* [PROBLEM DESCRIPTION]: Copy the records below, putting "target category" wherever "object class" occurs and leaving everything else as it is.

....

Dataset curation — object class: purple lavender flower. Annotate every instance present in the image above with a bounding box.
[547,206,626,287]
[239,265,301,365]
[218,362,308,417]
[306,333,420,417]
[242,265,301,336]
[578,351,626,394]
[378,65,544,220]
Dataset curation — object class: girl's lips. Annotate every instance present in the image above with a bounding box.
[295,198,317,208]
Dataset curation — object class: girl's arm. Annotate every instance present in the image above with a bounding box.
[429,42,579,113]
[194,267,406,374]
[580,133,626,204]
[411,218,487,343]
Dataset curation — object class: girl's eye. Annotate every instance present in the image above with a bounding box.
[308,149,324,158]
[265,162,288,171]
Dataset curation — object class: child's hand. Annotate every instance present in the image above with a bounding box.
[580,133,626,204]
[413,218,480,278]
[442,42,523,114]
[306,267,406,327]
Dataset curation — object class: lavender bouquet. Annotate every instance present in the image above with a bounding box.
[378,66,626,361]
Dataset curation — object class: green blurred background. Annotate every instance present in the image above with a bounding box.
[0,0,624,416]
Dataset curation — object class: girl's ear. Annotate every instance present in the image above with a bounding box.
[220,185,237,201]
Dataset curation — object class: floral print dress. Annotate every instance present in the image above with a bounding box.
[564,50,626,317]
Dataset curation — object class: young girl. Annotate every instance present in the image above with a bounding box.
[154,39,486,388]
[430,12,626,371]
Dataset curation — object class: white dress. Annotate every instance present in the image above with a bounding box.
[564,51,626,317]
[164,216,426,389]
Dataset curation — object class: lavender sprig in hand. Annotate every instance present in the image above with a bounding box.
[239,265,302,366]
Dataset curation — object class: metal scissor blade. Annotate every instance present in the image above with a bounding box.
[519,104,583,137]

....

* [RESULT OF THE EXERCISE]:
Dataset curation — target category: purple lavender flower. Annotate every instance present in the image above with a bounding box.
[547,206,626,287]
[239,265,301,365]
[218,362,308,417]
[306,333,420,417]
[242,265,301,336]
[578,351,626,394]
[378,65,544,220]
Dataset curation — target category: girl's lips. Annotate every instance present in the image above with a bounding box.
[295,198,317,208]
Dataset curation — target category: girl's arm. Annotate every instance present in the image above with a bounding box.
[429,42,579,113]
[194,267,406,374]
[580,133,626,204]
[411,218,487,343]
Dataset curation — target category: girl's eye. Annotate every instance present in the image above with a bounding box.
[308,149,324,158]
[265,162,288,171]
Dataset curation — target category: child's hand. Annotate every instance present in the image above with a bounding box.
[580,133,626,204]
[413,218,480,278]
[442,42,523,114]
[306,267,406,327]
Dataset curation — target category: lavender bouquet. Annotate every instance present in the image above with a bounding box.
[378,66,626,361]
Dataset curation — target category: green blurred background. Annotate every instance present in the image above with a bounding box.
[0,0,624,416]
Dataset curation — target category: girl's ear. Annotate every instance present in the image above with a bounding box.
[220,185,237,201]
Dataset curation — target category: floral print dress. Annotate every instance present in the image above with a bounding box.
[564,50,626,317]
Dataset curation — target category: young girl. Annotate every instance present in the image above with a bounding box.
[154,39,486,388]
[430,12,626,371]
Dataset curation — target category: white dress. Annotate every instance present in the image above with a bounding box.
[564,51,626,317]
[164,216,426,389]
Dataset curation — target category: lavender sprig in hand. Annotate every instance present in the image above with a bounding box.
[239,265,302,366]
Dataset curation — target category: metal scissor blade. Annotate every instance present in the image above with a bounding box.
[519,104,583,137]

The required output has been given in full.